### EXCERPT PROVIDED
# All dialects/MSA: Ice cream



## eastren

Please translate the English word " ICE CREAM " into Arabic languae.


----------



## LUHG

It's '' آيس كريم '' in Arabic as well.


----------



## eastren

Whereas i found icecream name in Arabic language. It is so different
الحليب المجمدة، أو حلوى المثلجات
If someone explain in better way. please do it hurry.


----------



## LUHG

The word ' مثلجات ' could be used to refer to Ice Cream or Ice cubes, but I've never seen anyone referring to ice creams as ' مثلجات ', definitely not in spoken Arabic.


----------



## eastren

Dear friend thanks that you reply me and inform me the original name.
ايس كريم
is well known and active name


----------



## ahmedcowon

مثلجات is used in MSA

آيس كريم is used in dialects


----------



## eastren

Are you sure that is in MSA and other dialects. مثلجات ائس كريم


----------



## vinyljunkie619

I have heard the word Jilaat/Jilaatu/Jilaati "جيلات/جيلاتو/جيلاتي"
 and Dandurma,


----------



## eastren

The word you read جيلات it may be jelly. but our topic is icecream which is close to مثلجاب This name is confirmed for icecream in MSA


----------



## momai

ahmedcowon said:


> مثلجات is used in MSA
> 
> آيس كريم is used in dialects


Actually it is not used in Syria, and if it's used it would be definitely said in a sarcastic way .
We use the word boZa in Syria.


----------



## Hemza

In Moroccan, we use "glace", like in French ^^.

### TASK 1
Extract the part of the ice cream thread starting at "It's '' آيس" and ending at "do it hurry.".
The forum thread and the records have no connection to each other.

### GIVEN DATA
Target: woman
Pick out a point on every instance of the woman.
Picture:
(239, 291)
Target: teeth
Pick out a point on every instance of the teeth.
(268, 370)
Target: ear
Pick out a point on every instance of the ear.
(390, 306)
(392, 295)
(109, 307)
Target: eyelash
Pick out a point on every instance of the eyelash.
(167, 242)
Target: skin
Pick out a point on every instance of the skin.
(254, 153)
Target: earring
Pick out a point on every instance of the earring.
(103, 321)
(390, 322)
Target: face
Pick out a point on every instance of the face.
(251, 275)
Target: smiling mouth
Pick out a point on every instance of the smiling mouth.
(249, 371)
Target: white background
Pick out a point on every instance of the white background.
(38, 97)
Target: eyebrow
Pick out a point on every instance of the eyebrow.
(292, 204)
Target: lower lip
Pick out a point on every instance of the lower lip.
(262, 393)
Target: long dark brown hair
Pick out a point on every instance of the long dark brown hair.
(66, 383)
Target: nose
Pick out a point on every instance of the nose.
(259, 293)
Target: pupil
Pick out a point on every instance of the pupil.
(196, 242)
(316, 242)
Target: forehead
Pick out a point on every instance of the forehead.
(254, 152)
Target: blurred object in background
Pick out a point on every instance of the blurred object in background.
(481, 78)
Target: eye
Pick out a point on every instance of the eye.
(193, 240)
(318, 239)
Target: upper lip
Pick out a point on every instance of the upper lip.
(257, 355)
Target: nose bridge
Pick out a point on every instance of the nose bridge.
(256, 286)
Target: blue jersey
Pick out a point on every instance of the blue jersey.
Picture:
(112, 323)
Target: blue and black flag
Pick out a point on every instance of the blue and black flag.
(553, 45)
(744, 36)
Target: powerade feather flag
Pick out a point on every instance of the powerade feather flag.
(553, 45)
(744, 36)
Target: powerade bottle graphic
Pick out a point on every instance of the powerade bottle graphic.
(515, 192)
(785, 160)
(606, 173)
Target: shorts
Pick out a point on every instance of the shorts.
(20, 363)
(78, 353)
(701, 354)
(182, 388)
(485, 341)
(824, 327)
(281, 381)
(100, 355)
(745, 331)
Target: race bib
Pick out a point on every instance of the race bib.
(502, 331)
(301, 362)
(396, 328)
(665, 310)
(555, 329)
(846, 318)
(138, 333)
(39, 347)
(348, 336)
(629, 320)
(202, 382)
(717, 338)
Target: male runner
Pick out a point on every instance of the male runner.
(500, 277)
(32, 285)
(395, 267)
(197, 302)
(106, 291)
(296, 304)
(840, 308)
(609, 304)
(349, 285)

### TASK 2
Gather each line of the records that contains the word "object".

### WORKED SOLUTION 1
It's '' آيس كريم '' in Arabic as well.


----------



## eastren

Whereas i found icecream name in Arabic language. It is so different
الحليب المجمدة، أو حلوى المثلجات
If someone explain in better way. please do it hurry.

### WORKED SOLUTION 2
Target: blurred object in background
Pick out a point on every instance of the blurred object in background.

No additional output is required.